__WHAT IS REQUIRED__
Print the records again, character for character.

──────── DATA TO PROCESS

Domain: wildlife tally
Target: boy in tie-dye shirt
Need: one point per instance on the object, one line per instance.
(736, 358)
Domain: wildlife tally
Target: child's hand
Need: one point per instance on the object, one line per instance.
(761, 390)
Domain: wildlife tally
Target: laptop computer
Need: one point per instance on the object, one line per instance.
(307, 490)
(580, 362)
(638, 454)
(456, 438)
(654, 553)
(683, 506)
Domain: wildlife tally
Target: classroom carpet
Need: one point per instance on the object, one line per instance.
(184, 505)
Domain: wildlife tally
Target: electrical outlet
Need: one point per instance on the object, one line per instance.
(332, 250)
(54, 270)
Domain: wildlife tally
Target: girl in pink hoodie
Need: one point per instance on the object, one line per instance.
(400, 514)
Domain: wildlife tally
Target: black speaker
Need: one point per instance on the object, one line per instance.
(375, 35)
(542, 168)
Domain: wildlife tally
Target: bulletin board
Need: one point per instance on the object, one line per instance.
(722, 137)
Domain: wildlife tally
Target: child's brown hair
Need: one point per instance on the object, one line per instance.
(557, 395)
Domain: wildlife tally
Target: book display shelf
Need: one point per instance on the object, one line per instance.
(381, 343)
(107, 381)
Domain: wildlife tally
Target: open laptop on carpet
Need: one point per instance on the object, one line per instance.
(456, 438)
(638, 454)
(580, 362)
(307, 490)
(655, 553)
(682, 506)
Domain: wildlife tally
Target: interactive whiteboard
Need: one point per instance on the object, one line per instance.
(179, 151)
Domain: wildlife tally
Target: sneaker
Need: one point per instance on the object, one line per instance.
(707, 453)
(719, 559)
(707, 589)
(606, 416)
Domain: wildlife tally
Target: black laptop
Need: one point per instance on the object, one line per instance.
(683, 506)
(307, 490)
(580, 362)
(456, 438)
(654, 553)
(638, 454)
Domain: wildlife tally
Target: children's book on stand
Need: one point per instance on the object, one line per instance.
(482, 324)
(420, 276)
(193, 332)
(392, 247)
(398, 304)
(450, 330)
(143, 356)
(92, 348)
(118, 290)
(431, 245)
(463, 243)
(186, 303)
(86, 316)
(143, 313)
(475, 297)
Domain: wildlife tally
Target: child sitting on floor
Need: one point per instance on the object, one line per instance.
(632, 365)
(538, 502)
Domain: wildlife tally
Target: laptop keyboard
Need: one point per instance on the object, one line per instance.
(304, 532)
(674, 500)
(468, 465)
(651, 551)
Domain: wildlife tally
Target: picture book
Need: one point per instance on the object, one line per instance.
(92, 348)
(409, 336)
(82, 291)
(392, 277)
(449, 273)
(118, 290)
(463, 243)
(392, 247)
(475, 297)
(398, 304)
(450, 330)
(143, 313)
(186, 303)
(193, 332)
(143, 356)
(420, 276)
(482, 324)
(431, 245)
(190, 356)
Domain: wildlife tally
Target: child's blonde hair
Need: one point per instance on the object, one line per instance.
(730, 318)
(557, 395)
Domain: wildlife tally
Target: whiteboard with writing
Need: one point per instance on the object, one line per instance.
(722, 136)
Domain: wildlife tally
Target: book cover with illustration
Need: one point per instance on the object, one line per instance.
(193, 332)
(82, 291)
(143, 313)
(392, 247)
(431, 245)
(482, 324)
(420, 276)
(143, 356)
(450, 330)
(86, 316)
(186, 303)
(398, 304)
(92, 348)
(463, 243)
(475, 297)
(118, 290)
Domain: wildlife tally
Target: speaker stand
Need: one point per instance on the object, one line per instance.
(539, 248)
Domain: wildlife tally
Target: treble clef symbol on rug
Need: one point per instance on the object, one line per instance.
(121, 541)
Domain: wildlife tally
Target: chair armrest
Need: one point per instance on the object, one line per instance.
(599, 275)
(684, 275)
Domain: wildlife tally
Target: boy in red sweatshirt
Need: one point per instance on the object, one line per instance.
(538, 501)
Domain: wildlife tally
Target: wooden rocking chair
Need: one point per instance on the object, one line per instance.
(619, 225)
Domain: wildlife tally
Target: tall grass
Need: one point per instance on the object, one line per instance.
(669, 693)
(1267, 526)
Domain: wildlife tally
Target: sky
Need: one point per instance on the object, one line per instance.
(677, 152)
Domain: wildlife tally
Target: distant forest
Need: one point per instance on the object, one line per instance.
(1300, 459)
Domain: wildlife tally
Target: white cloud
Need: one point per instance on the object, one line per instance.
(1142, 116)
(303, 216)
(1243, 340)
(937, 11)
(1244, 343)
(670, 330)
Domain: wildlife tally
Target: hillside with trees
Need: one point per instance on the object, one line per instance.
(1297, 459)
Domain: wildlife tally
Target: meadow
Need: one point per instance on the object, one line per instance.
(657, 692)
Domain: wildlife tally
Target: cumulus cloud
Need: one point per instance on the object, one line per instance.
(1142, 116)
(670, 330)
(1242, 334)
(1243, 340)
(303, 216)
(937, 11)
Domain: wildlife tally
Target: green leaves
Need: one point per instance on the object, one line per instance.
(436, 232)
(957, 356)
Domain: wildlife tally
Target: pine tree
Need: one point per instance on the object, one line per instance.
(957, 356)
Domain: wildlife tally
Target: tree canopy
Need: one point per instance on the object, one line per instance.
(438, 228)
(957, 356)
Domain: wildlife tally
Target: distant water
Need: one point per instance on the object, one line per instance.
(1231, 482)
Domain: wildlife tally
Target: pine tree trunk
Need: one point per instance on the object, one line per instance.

────────────────

__FULL OUTPUT__
Domain: wildlife tally
Target: boy in tie-dye shirt
Need: one point per instance on the object, one line per instance.
(736, 358)
Domain: wildlife tally
Target: child's hand
Need: one point per instance on the object, one line per instance.
(761, 390)
Domain: wildlife tally
Target: laptop computer
Need: one point per instance on the object, one line per instance.
(307, 490)
(580, 362)
(638, 454)
(456, 438)
(654, 553)
(683, 506)
Domain: wildlife tally
Target: classroom carpet
Need: one point per instance on the object, one line per instance.
(184, 505)
Domain: wildlife tally
Target: electrical outlet
Need: one point per instance on the object, one line per instance.
(332, 250)
(54, 270)
Domain: wildlife tally
Target: girl in pink hoodie
Need: one point per instance on the object, one line per instance.
(400, 514)
Domain: wildlife tally
Target: black speaker
Need: one point per instance on the object, one line per instance.
(375, 35)
(542, 168)
Domain: wildlife tally
Target: bulletin board
Need: one point per instance on the object, one line per instance.
(722, 137)
Domain: wildlife tally
Target: child's brown hair
Need: one point per instance on the object, one line per instance.
(557, 395)
Domain: wildlife tally
Target: book display shelf
Need: one point per instance on the object, one line per instance.
(381, 343)
(107, 381)
Domain: wildlife tally
Target: open laptop on carpet
Need: one point per instance on the object, one line per instance.
(456, 438)
(638, 454)
(580, 362)
(307, 490)
(655, 553)
(682, 506)
Domain: wildlife tally
Target: interactive whiteboard
Need: one point per instance on the object, one line per instance.
(179, 151)
Domain: wildlife tally
Target: sneaker
Need: one point per instance on the object, one line per instance.
(707, 453)
(719, 559)
(707, 589)
(606, 416)
Domain: wildlife tally
Target: black laptop
Need: one point per instance on the object, one line per instance.
(683, 506)
(307, 490)
(580, 362)
(456, 438)
(654, 553)
(638, 454)
Domain: wildlife tally
Target: children's book on stand
Need: one point per instance on the object, one line per instance.
(482, 324)
(420, 276)
(193, 332)
(392, 247)
(398, 304)
(450, 330)
(143, 356)
(92, 348)
(118, 290)
(431, 245)
(463, 243)
(186, 303)
(86, 316)
(143, 313)
(475, 297)
Domain: wildlife tally
Target: child sitting on floor
Need: one point per instance on the object, one line per instance.
(632, 365)
(538, 502)
Domain: wildlife tally
Target: laptop keyboard
Need: one point per instance on the object, one line per instance.
(304, 532)
(674, 500)
(468, 465)
(651, 551)
Domain: wildlife tally
Target: picture book
Need: one point per instance on the object, one line per instance.
(92, 348)
(409, 336)
(82, 291)
(392, 277)
(449, 273)
(118, 290)
(463, 243)
(392, 247)
(475, 297)
(398, 304)
(450, 330)
(143, 313)
(186, 303)
(193, 332)
(143, 356)
(420, 276)
(482, 324)
(431, 245)
(190, 356)
Domain: wildlife tally
Target: child's blonde hair
Need: one point per instance on the object, one line per instance.
(730, 318)
(557, 395)
Domain: wildlife tally
Target: whiteboard with writing
Need: one point per instance on the object, one line per instance.
(722, 136)
Domain: wildlife tally
Target: book cover with illustration
Need: one point per instance on the object, one line per instance.
(193, 332)
(82, 291)
(143, 313)
(392, 247)
(431, 245)
(482, 324)
(420, 276)
(143, 356)
(450, 330)
(86, 316)
(186, 303)
(398, 304)
(92, 348)
(463, 243)
(475, 297)
(118, 290)
Domain: wildlife tally
Target: speaker stand
Need: one point per instance on the object, one line per instance.
(539, 248)
Domain: wildlife tally
Target: treble clef symbol on rug
Need: one point per instance on the object, one line per instance.
(121, 541)
Domain: wildlife tally
Target: chair armrest
Need: one point per instance on the object, one line per instance.
(599, 275)
(684, 275)
Domain: wildlife tally
Target: boy in red sweatshirt
Need: one point per instance on the object, one line per instance.
(538, 501)
Domain: wildlife tally
Target: wooden rocking chair
Need: one point per instance on the object, one line per instance.
(619, 225)
Domain: wildlife tally
Target: tall grass
Need: one point per instance on the object, one line per instance.
(669, 693)
(1267, 526)
Domain: wildlife tally
Target: sky
Need: one point per instance on the object, one line per instance.
(677, 152)
Domain: wildlife tally
Target: distant forest
Need: one point per instance on the object, one line per instance.
(1300, 459)
Domain: wildlife tally
Target: white cloud
Need: one point per instance on the object, one line per instance.
(1142, 116)
(303, 216)
(1243, 340)
(937, 11)
(1244, 343)
(670, 330)
Domain: wildlife tally
Target: hillside with trees
Need: one point per instance on the object, one line per instance.
(1297, 459)
Domain: wildlife tally
Target: meadow
Need: one point per instance on the object, one line per instance.
(657, 692)
Domain: wildlife tally
Target: cumulus cloud
Need: one point per instance on the object, one line per instance.
(1142, 116)
(670, 330)
(1242, 334)
(1243, 340)
(303, 216)
(937, 11)
Domain: wildlife tally
Target: green leaves
Need: one point per instance on the object, one line per instance.
(436, 232)
(957, 356)
Domain: wildlife tally
Target: pine tree
Need: one point per instance on the object, one line per instance.
(957, 356)
Domain: wildlife tally
Target: tree canopy
Need: one point per instance on the object, one line per instance.
(438, 228)
(957, 356)
Domain: wildlife tally
Target: distant water
Need: one point per instance on the object, one line per instance.
(1231, 482)
Domain: wildlife tally
Target: pine tree trunk
Need: one point per instance on the object, one line per instance.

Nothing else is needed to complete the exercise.